[Text under study]:
By Rene Hendrikse, EMEA MD, Mitek
The world of financial services has changed immensely over the last decade. With the after-effects of the financial crisis coupled with the rise of technological innovation, we have witnessed enhanced regulatory pressure including AML4/5, PSD2, to neobanks disrupting the financial market.
As we enter the new decade, the need for security, safety, and trust in online transactions is greater than ever before. 94% of consumers want to complete transactions online, and 85% want to do it via websites that verify the identity of all users. As such, securing identities will be the critical differentiator for financial institutions throughout the next decade. Here are some of the reasons why.
- Taking concrete steps towards digital identities
By 2020, half of the world’s population will be online – with the other half expected to be connected by 20251. As we move towards a fully digital future where every transaction happens online, we need to adopt solutions that will enable us to navigate the online world seamlessly. One such solution is owning a digital identity. We have already seen digital identity verification systems being used in airports and using mobile identity verification to open bank accounts on our mobiles devices is becoming commonplace.
In 2020, we will see the UK government step their efforts up, and laggard financial institutions who have not yet made the move to digital will begin to adopt identity verification technologies. This will ensure that both government and the big banks are ready for the “decade of digital identities”.
- Neobanks will branch out to emerging markets
The rapid expansion of neobanks across Europe in recent years has revolutionised the traditional banking infrastructure and disrupted the whole financial services landscape. Research from AT Kearney found that by 2023, these banks could have up to 85 million customers, 20% of the European population over the age of 14.
As emerging markets like Latin America and the Middle East focus on technological innovation in industries like oil and energy, we’ll expect to see this growth in their banking landscape too. In 2020, we can expect to see the global expansion of several major neobanks in emerging markets, as customers all over the world move to a digital-first way of life that they want to see reflected in the way they bank.
This will be accompanied by the growth of digital identity verification technologies that keep customers and banks secure. Without this, the neobanks won’t be able to comply with any stringent new regulations we can expect to see, and customers won’t trust the challengers.
- Enabling mass personalisation of banking
Across Europe, we are likely to see record numbers of bank branch closures as demand for mobile-only services increases and transactions shift online. Traditional banks will ramp up the number and sophistication of mobile and online services they offer their customers, and invest in new and exciting ways for people to bank digitally.

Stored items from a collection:

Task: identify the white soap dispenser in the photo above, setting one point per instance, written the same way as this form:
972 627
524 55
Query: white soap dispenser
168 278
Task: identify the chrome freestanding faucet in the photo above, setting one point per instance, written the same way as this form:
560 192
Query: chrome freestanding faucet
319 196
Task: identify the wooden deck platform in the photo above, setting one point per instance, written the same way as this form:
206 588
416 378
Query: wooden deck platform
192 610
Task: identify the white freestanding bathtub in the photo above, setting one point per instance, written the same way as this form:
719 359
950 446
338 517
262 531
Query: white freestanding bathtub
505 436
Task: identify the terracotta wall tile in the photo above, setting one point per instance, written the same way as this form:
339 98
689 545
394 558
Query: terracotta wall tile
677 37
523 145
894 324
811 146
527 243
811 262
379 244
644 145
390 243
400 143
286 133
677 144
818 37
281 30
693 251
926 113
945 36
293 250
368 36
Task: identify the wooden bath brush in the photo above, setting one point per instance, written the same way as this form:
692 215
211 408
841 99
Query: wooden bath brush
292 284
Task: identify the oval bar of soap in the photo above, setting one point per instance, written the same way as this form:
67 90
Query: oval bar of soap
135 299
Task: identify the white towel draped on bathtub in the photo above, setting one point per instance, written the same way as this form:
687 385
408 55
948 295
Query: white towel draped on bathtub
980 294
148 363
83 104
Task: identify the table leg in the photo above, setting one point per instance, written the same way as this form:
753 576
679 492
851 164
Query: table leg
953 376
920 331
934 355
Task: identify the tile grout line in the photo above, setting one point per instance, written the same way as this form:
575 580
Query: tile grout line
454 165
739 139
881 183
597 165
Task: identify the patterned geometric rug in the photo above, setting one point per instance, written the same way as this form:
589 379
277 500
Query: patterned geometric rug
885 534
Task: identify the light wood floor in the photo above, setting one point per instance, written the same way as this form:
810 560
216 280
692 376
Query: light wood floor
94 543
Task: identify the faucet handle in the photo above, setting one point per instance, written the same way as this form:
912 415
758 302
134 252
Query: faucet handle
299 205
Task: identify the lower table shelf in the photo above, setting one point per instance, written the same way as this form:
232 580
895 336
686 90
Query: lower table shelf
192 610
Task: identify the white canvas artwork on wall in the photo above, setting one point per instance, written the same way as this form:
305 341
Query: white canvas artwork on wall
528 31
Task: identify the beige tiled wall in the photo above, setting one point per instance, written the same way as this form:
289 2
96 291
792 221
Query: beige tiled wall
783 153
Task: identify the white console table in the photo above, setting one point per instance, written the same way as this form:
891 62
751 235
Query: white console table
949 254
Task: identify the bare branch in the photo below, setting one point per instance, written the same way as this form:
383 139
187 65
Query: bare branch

[Exercise instructions]:
(1) Reproduce the passage of the financial services article from "By Rene Hendrikse, EMEA" to "the reasons why." word for word.
(2) According to the financial services article, why must digital identity verification technologies grow alongside neobanks' expansion into emerging markets?

[Task-by-task results]:
(1)
By Rene Hendrikse, EMEA MD, Mitek
The world of financial services has changed immensely over the last decade. With the after-effects of the financial crisis coupled with the rise of technological innovation, we have witnessed enhanced regulatory pressure including AML4/5, PSD2, to neobanks disrupting the financial market.
As we enter the new decade, the need for security, safety, and trust in online transactions is greater than ever before. 94% of consumers want to complete transactions online, and 85% want to do it via websites that verify the identity of all users. As such, securing identities will be the critical differentiator for financial institutions throughout the next decade. Here are some of the reasons why.

(2) Without these technologies, the neobanks won't be able to comply with the stringent new regulations that can be expected. Customers also won't trust the challengers.